● TASK OBJECTIVE
Copy out every entry that follows, without a single picture.

━━━━━ PROVIDED INFORMATION ━━━━━

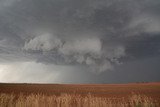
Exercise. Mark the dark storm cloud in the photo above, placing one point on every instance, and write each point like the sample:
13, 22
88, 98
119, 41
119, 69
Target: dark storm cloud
94, 34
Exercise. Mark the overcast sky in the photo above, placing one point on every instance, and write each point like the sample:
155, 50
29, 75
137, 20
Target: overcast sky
79, 41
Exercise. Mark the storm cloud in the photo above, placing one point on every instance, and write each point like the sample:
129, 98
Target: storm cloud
89, 37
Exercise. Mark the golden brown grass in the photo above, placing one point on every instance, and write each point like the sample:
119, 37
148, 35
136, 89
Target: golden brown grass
74, 100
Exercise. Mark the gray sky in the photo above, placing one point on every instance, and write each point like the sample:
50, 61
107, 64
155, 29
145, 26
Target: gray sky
79, 41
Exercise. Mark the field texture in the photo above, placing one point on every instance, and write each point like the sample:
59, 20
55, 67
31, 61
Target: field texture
82, 95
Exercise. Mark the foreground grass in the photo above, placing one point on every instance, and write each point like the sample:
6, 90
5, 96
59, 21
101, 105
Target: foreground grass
74, 100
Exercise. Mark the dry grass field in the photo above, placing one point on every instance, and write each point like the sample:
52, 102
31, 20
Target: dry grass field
82, 95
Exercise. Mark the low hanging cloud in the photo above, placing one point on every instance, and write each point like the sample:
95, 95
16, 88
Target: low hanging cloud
85, 51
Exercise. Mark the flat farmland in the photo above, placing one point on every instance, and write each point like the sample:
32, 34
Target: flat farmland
142, 92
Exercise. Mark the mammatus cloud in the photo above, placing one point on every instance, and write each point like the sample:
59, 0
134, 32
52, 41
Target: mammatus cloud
82, 50
87, 35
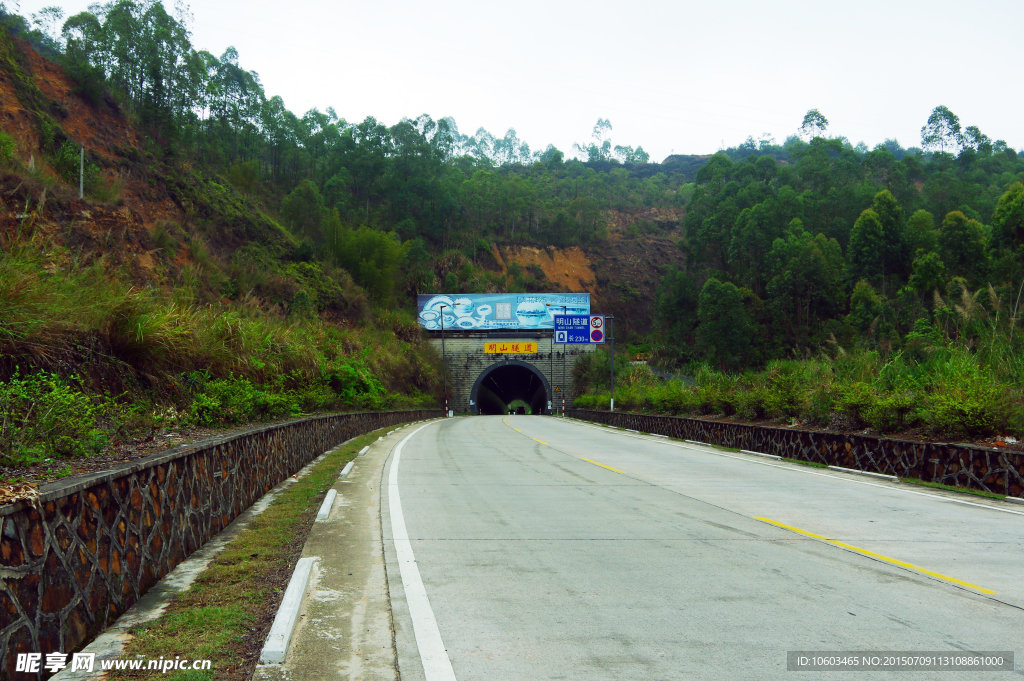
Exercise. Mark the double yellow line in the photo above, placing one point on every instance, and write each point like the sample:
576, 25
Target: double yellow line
877, 556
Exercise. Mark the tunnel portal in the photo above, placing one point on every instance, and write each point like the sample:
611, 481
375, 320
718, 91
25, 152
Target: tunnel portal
511, 381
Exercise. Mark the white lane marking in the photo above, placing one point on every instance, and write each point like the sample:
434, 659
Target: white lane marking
326, 507
801, 469
436, 666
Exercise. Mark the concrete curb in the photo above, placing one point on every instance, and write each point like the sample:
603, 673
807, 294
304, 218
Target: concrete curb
761, 454
281, 632
868, 473
326, 507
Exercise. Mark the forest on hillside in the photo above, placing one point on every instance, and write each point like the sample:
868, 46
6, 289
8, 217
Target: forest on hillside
796, 250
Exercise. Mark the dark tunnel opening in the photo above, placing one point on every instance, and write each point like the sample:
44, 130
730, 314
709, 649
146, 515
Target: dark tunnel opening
508, 384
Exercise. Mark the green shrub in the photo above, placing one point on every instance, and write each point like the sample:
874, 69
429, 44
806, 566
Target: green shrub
42, 416
238, 400
854, 400
7, 149
970, 407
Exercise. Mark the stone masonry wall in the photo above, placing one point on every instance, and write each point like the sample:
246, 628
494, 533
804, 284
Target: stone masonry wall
999, 471
89, 547
466, 360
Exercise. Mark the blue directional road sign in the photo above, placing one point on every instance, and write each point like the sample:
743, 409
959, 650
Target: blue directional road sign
579, 329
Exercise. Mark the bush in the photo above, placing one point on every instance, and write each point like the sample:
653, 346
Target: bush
238, 400
7, 149
42, 416
970, 406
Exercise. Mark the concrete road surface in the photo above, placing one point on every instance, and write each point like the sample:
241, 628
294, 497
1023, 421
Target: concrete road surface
528, 548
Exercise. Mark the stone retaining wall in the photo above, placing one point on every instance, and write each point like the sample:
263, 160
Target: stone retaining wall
90, 547
1000, 471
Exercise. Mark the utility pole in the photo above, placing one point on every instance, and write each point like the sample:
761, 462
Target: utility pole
443, 358
551, 400
611, 341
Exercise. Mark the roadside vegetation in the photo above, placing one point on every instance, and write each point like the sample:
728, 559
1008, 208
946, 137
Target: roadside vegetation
824, 282
226, 613
91, 358
960, 377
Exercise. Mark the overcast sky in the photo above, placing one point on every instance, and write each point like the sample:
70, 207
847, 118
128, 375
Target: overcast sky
685, 77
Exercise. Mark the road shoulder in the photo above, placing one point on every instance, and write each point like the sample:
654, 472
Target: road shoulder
344, 629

━━━━━

● FINISHED EXERCISE
Exercise. Mark the dark storm cloud in the photo above, placing one point on every instance, and write each point like the sample:
13, 22
88, 98
119, 41
119, 69
Target: dark storm cloud
94, 34
Exercise. Mark the overcast sky in the photo above, placing one point on every instance, and write each point like the sample:
155, 50
29, 75
137, 20
Target: overcast sky
79, 41
Exercise. Mark the storm cloud in the photo above, placing one point on every instance, and write each point like the sample:
129, 98
Target: storm cloud
89, 37
Exercise. Mark the golden brown grass in the photo above, placing one point on every instance, and write each point like the sample:
119, 37
148, 35
136, 89
Target: golden brown grass
74, 100
Exercise. Mark the gray sky in the photo above, placing one point on every instance, and write each point like the sample:
50, 61
107, 64
155, 29
145, 26
Target: gray sky
79, 41
Exercise. Mark the field texture in the photo above, placing one point on every instance, and write each point like the sample:
59, 20
55, 67
31, 61
Target: field texture
82, 95
Exercise. Mark the foreground grass in the photo above, placing one point on every instance, and write each point like the sample:
6, 90
5, 96
59, 21
101, 105
Target: foreground grass
74, 100
Exercise. Mark the dry grass field in the photo above, placing one point on every instance, and write each point like the sample:
52, 102
31, 20
Target: dry grass field
82, 95
Exercise. Mark the low hanging cloud in the photo above, placing one point on every instance, and write each point like the sample:
95, 95
16, 88
Target: low hanging cloud
85, 51
Exercise. Mark the flat farmland in the photo above, placing one point on every instance, and write each point like the sample:
32, 34
Target: flat farmland
142, 92
Exercise. Mark the mammatus cloud in the photo above, placing one point on every instance, and write each point like the sample:
59, 0
134, 32
52, 41
Target: mammatus cloud
82, 50
87, 35
Exercise. Mark the double yellow line in the photo above, placing one point on every instance, and write each point like the sample:
576, 25
Target: double yellow line
877, 556
Exercise. Mark the tunnel portal in the photo above, placing one point on every instance, and write each point like the sample:
611, 481
375, 320
718, 91
25, 152
Target: tunnel portal
511, 381
Exercise. Mark the white lane marking in the photo above, placing one point on every instance, and write each point like the sample:
434, 659
Target: white lane marking
326, 507
801, 469
436, 666
Exercise. Mark the concrete curb in the photo above, placing one point on every instance, and write each point like the sample:
603, 673
807, 294
304, 218
Target: concrete curb
761, 454
281, 632
868, 473
326, 507
Exercise. Mark the forest on hillside in the photo above, placing one point on every instance, and write each point like the sample:
868, 46
6, 289
8, 217
Target: forest on hillside
796, 250
Exercise. Mark the dark tunnel opening in the photo above, placing one point on every instance, and write each point like the sample:
44, 130
730, 314
709, 649
146, 515
Target: dark tunnel opening
508, 384
Exercise. Mark the green shrub in the photo above, placing one point on every instance, and write each point like the sample:
874, 69
429, 44
806, 566
Target: green shrub
42, 416
238, 400
854, 400
7, 149
970, 407
Exercise. Mark the stone masonry wall in the photo above, placing one point on every instance, and write each point like the sample:
246, 628
494, 533
804, 284
Target: stone masonry wall
999, 471
89, 547
466, 360
Exercise. Mark the blue directional road sign in the photo above, placing one point on every instance, and write each point like the sample:
743, 409
959, 650
Target: blue directional road sign
579, 329
Exercise. Mark the bush in the photo above, placing one point on every instance, and write each point like the sample:
653, 346
Target: bush
238, 400
7, 149
42, 416
970, 406
Exercise. Mark the concrete road surface in the photo above, placing one point on every instance, and write each point like the sample:
241, 628
294, 497
1023, 421
Target: concrete road surface
528, 548
Exercise. Mark the stone retaining wall in the photo above, placing one point on every instance, and write each point like the sample:
263, 160
Target: stone retaining wall
90, 547
1000, 471
Exercise. Mark the utility pole in the photo above, placing one point on every instance, and write each point like the sample:
761, 462
Target: utility pole
443, 358
551, 400
611, 341
Exercise. Mark the roadside vegetation in the photo above, placing one point on every instance, and write each point like the sample:
728, 559
1008, 208
946, 137
Target: roadside vegetation
824, 282
226, 613
91, 358
960, 377
Exercise. Mark the overcast sky in the photo above, placing one point on every instance, and write each point like the sample:
70, 207
847, 118
128, 375
Target: overcast sky
685, 77
Exercise. Mark the road shoulder in the photo above, placing one point on every instance, and write each point like the sample:
654, 472
Target: road shoulder
344, 629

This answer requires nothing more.